■ **Exercise prompt**: Put the lines below, from the first one through the line containing "# example output", both included, into a Markdown table with the columns Row and Line. Number each row and skip any blank lines.

# # # #

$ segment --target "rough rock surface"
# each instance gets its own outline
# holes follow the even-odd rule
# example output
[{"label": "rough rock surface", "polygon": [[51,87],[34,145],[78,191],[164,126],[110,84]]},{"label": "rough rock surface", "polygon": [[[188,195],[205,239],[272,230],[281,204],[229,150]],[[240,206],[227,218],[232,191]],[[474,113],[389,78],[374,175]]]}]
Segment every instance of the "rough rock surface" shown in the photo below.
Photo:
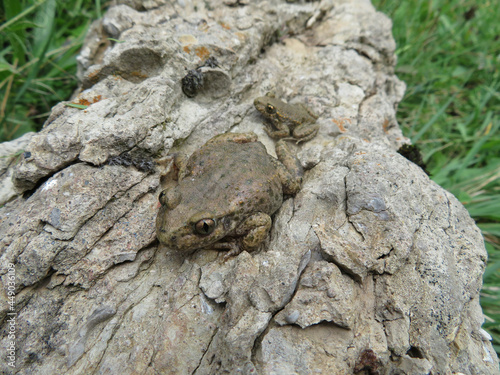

# # # #

■ **Exercise response**:
| Row | Line |
|---|---|
| 1 | $ segment --target "rough rock surface" |
| 2 | # each instance gets its own outline |
| 3 | # holes follow the even-odd rule |
| 4 | # example output |